## STATED GOAL
Print only the lines of the entries exactly, starting at the first line and ending at the line that contains "target: rough dirt surface", with both of those lines included.

## EXCERPTED RECORDS
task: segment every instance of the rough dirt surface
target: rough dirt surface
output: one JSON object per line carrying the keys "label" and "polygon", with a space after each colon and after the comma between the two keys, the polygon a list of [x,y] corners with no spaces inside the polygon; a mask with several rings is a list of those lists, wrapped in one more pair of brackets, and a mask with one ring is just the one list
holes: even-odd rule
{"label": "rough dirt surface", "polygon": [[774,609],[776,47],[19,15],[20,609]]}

## RESPONSE TO THE TASK
task: segment every instance of the rough dirt surface
target: rough dirt surface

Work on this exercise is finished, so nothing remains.